━━━ DATA RECORDS ━━━

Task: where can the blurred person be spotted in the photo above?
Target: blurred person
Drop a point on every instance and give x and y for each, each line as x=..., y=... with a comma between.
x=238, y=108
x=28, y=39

━━━

(WHAT THIS TASK INVOLVES): Reproduce the records above word for word.

(OUTPUT):
Task: where can the blurred person be spotted in the photo above?
Target: blurred person
Drop a point on every instance and give x and y for each, each line as x=..., y=... with a comma between.
x=238, y=108
x=28, y=39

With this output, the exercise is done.